• [Task prompt]
The response should hold each line from the entries below where "water" is found.

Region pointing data
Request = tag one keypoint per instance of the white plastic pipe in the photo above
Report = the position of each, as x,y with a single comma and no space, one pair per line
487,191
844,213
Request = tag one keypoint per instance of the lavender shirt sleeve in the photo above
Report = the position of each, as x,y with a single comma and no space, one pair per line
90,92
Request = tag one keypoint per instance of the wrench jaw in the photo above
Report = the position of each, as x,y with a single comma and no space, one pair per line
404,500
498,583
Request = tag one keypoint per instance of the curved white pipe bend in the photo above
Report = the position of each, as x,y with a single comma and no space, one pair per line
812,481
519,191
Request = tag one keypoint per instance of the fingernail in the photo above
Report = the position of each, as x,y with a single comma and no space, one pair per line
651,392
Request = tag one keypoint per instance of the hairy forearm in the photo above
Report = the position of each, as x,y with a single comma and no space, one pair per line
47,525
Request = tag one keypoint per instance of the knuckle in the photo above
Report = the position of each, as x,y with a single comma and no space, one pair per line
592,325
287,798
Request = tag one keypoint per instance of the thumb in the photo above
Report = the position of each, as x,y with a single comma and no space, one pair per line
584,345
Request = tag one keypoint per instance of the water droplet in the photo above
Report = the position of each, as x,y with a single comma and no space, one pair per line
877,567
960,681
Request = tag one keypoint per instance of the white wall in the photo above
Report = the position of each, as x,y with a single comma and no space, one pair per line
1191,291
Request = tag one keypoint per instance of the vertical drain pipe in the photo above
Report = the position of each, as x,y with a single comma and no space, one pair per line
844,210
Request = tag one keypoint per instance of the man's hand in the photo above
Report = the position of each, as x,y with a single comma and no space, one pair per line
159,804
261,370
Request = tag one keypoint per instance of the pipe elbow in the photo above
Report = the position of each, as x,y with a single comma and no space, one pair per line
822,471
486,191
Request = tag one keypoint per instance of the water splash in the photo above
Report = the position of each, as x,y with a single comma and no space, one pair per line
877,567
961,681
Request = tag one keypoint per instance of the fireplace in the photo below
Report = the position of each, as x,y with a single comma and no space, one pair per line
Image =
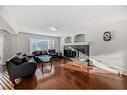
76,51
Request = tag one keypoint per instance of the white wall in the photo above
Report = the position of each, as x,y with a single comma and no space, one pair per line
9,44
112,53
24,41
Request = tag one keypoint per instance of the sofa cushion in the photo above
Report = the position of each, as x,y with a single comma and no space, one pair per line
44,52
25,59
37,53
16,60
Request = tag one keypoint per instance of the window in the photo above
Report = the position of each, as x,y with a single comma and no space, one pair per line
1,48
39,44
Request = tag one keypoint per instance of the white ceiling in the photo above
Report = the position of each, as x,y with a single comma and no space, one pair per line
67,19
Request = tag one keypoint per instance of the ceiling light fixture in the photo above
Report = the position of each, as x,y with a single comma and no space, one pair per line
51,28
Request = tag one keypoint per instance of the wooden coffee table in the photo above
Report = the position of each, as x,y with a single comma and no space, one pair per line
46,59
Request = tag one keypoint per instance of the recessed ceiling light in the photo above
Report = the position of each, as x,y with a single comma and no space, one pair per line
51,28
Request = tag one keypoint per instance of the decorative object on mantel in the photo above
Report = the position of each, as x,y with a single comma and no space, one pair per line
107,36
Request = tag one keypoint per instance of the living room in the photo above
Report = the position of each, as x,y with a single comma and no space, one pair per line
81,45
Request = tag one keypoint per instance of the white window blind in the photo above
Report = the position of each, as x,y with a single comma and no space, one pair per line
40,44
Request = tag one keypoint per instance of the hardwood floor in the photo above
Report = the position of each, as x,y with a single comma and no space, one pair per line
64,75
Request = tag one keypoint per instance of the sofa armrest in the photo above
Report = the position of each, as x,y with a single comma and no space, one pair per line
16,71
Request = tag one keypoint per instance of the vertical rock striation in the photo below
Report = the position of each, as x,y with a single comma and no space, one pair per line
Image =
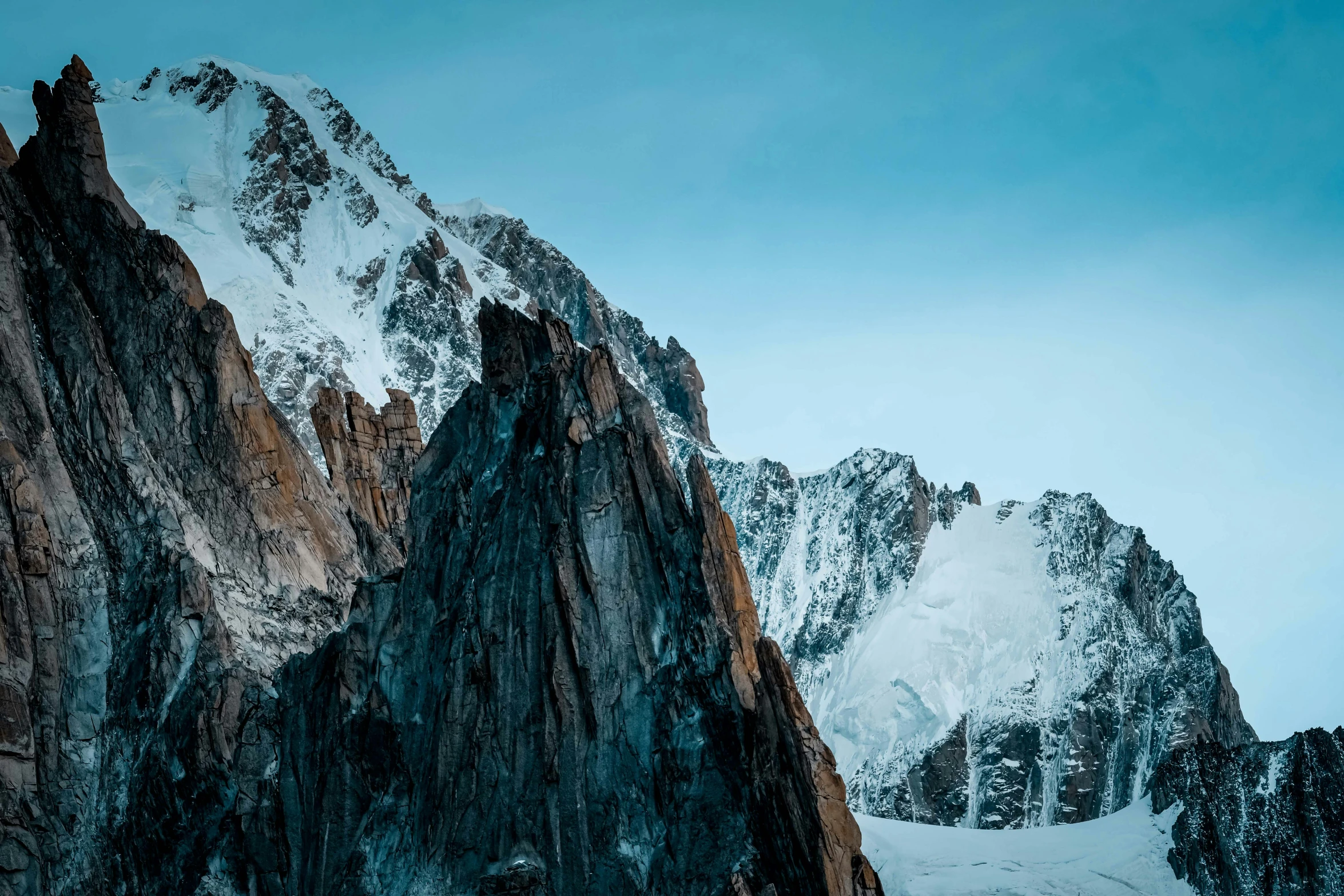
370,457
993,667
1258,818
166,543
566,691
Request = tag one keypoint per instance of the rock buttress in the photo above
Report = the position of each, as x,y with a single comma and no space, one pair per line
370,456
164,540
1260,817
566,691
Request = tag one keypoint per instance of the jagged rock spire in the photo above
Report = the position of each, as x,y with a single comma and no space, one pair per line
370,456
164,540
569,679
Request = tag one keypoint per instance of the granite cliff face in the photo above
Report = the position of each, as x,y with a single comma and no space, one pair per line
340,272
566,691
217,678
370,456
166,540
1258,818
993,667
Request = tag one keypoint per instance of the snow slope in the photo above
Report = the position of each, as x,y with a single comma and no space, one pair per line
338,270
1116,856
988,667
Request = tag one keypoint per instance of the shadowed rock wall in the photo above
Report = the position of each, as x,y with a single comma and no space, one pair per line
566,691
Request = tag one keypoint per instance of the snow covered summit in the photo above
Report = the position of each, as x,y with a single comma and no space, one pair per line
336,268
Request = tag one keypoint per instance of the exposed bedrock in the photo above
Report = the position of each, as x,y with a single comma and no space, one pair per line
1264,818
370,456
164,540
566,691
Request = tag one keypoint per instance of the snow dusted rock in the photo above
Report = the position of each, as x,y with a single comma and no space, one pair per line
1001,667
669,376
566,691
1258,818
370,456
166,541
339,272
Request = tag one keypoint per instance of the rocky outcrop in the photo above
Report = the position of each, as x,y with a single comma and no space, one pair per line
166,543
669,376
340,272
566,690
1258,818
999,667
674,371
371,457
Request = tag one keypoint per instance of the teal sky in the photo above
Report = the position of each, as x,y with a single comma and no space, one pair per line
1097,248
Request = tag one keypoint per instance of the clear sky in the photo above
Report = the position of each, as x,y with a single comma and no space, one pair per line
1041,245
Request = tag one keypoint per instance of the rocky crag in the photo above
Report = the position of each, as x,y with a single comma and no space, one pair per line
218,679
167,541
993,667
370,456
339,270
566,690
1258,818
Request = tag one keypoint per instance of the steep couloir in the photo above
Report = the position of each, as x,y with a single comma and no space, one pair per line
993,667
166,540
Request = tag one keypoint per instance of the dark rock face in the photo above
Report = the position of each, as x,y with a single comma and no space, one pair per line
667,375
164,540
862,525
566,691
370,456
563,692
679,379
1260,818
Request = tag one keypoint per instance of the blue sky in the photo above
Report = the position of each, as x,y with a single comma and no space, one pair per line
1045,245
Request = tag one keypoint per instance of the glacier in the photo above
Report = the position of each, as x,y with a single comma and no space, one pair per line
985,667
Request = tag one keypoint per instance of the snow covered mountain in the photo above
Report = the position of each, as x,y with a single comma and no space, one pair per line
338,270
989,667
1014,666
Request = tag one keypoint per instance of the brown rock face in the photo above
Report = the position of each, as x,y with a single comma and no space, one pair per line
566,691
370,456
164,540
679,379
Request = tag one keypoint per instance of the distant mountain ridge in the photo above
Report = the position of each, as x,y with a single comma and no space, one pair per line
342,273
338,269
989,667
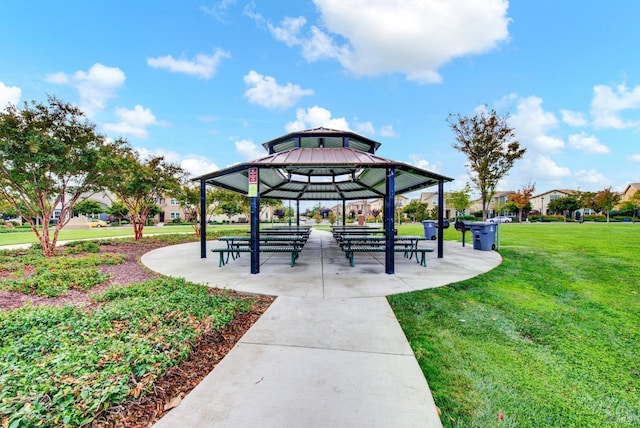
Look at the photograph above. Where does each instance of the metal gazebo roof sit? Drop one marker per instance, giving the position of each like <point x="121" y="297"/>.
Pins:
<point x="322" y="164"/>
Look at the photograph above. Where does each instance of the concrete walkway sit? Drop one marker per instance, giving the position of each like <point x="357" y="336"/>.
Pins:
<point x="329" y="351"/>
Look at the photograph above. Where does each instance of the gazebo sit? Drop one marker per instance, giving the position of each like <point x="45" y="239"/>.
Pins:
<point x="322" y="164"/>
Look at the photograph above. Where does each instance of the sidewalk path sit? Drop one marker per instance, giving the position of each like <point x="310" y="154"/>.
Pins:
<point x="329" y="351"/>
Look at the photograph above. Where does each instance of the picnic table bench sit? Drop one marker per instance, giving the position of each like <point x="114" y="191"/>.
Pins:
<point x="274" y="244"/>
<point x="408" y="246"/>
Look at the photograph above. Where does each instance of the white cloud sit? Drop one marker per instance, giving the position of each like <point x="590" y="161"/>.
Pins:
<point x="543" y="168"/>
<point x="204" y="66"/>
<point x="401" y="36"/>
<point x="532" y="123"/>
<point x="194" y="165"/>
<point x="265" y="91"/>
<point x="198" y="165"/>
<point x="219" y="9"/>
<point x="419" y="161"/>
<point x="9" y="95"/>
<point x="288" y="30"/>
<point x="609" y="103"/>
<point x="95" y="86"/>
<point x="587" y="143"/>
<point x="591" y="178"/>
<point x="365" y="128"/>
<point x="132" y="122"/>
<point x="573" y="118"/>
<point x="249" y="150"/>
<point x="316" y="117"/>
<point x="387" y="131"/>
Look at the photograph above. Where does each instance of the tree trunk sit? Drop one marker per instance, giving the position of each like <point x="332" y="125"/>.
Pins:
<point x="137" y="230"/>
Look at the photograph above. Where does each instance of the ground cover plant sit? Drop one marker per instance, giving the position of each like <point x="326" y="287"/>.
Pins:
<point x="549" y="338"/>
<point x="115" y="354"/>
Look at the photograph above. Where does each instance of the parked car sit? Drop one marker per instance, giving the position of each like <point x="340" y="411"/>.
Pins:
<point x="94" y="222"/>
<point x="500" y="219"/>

* * *

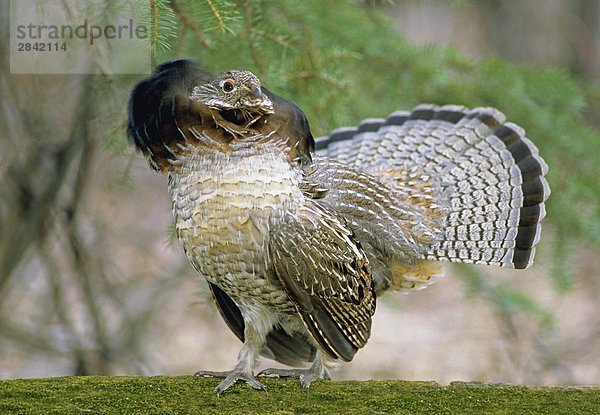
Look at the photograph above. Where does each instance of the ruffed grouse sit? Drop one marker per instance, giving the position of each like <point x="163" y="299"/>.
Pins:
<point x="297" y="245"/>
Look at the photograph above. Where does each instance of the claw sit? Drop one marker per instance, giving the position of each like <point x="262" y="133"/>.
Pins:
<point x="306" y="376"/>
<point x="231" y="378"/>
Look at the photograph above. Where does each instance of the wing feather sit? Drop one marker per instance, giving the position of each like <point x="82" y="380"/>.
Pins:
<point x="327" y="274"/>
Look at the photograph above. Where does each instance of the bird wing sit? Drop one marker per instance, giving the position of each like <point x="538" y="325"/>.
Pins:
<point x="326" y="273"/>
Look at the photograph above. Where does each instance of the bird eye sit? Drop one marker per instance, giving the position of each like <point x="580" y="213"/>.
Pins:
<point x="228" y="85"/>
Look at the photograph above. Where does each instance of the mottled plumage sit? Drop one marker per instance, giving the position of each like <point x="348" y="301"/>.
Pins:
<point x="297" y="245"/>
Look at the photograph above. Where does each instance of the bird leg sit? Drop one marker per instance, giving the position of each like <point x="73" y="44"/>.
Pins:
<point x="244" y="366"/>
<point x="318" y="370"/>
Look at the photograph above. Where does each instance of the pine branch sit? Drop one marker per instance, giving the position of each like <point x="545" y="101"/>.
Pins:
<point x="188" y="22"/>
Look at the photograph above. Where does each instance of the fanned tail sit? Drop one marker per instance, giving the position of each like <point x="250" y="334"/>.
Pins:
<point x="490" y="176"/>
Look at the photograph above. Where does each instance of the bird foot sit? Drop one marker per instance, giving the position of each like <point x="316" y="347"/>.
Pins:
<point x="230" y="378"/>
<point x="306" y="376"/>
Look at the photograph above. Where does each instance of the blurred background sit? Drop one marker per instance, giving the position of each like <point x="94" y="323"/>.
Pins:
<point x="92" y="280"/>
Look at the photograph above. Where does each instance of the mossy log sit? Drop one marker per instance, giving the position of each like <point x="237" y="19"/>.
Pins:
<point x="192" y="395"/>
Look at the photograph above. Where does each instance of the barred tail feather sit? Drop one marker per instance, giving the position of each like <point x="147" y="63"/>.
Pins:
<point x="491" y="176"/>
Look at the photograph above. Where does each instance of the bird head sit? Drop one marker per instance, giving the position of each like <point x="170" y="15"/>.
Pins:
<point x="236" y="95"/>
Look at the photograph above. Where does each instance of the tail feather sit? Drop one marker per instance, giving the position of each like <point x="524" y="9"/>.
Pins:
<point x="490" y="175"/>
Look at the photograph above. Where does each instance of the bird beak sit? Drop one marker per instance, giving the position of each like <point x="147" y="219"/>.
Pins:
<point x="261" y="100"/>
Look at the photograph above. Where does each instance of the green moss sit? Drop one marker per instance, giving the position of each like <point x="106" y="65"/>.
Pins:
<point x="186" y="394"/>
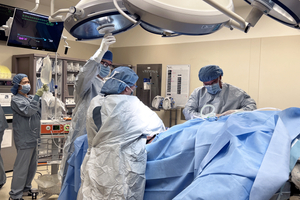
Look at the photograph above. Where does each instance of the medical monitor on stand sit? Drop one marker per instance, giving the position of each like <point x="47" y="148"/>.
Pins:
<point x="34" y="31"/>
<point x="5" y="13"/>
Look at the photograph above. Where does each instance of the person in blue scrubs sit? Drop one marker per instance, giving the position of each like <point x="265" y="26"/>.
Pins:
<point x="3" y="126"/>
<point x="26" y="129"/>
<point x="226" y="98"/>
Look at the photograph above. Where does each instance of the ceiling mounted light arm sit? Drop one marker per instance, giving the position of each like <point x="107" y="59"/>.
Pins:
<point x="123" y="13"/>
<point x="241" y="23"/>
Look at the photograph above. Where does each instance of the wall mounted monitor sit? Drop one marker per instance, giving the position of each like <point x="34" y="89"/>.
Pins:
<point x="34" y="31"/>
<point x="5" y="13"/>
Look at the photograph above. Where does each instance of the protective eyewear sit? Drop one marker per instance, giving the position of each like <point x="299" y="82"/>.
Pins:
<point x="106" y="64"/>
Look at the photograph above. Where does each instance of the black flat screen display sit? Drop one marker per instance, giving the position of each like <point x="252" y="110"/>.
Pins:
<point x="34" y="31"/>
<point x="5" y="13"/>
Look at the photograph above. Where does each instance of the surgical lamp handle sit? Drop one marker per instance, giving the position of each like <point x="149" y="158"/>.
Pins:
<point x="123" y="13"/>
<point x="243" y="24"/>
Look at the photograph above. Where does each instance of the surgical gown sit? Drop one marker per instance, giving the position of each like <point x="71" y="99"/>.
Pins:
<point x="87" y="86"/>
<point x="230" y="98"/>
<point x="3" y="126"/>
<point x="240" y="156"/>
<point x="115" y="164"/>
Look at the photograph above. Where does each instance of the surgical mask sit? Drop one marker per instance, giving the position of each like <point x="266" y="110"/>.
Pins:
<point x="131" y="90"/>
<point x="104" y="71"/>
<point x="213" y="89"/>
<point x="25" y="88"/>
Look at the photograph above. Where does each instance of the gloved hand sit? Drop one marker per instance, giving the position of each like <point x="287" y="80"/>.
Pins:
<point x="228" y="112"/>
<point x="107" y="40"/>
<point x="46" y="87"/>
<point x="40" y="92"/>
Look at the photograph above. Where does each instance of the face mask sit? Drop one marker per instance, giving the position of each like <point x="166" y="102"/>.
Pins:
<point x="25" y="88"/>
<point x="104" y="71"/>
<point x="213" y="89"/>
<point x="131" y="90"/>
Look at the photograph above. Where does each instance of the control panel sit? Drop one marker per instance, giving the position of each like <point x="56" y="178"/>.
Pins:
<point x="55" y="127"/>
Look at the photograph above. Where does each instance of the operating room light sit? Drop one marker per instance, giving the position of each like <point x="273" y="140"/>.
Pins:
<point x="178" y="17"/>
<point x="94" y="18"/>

• [Result of the exercise]
Request = tag one keypoint per instance of the water droplet in the photo above
Request = tag one keypoint per instance of the water splash in the photo above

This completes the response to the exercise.